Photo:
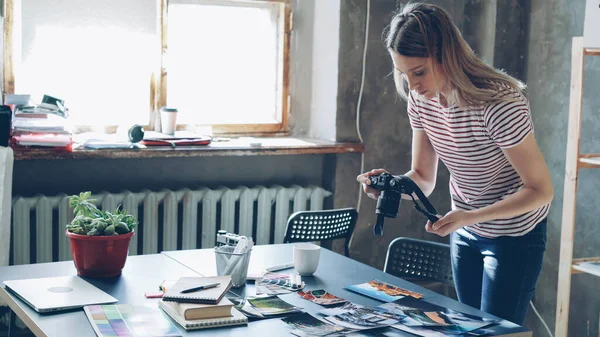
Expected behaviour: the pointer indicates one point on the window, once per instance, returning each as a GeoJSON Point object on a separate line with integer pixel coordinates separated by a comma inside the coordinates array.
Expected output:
{"type": "Point", "coordinates": [222, 63]}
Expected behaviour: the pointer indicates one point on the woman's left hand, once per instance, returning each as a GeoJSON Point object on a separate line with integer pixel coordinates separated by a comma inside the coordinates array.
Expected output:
{"type": "Point", "coordinates": [450, 222]}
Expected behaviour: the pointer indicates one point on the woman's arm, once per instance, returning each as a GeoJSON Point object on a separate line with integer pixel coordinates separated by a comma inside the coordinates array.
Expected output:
{"type": "Point", "coordinates": [424, 163]}
{"type": "Point", "coordinates": [423, 168]}
{"type": "Point", "coordinates": [537, 191]}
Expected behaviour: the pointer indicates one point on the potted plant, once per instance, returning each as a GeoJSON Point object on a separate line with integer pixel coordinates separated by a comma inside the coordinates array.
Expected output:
{"type": "Point", "coordinates": [99, 239]}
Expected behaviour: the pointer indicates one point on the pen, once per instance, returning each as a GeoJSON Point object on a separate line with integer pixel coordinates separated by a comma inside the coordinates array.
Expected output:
{"type": "Point", "coordinates": [190, 290]}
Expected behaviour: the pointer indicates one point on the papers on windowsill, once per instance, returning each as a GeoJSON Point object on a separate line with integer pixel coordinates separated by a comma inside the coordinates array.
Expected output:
{"type": "Point", "coordinates": [43, 139]}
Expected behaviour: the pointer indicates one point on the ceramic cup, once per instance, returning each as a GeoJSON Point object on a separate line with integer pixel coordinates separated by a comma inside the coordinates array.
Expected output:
*****
§ WORK TO COMPLETE
Starting with the line containing "on the potted" and going on through the end of the entries, write out every line again, including the "Expected behaviour" lines, with each coordinate in the answers shifted up by 48.

§ RESULT FOR THIS EXERCISE
Expected behaviour: the pointer indicates one point on the potted plant, once per instance, returning each as a GeoJSON Point object on a separate line with integer pixel coordinates separated by a comma inside the coordinates array.
Expected output:
{"type": "Point", "coordinates": [147, 287]}
Expected behaviour: the pointer indicates one point on the pen, once per instance, returning each as a GeoJSON Point object on a separate line with integer pixel coordinates separated by a comma inside the coordinates array.
Expected output:
{"type": "Point", "coordinates": [238, 338]}
Expected behaviour: the pointer indicates one point on the papers on windowsill, once per instance, returning each as a GeoJSON Point object on a separate line with integer pixel coordinates separated by a comma inside the coordinates array.
Expected output:
{"type": "Point", "coordinates": [91, 187]}
Expected behaviour: the pointer indicates one point on the ceramic cup, once per instance, returning each as a GeoJSON Point object on a separate line with integer pixel coordinates separated by a comma inside the coordinates array.
Expected output:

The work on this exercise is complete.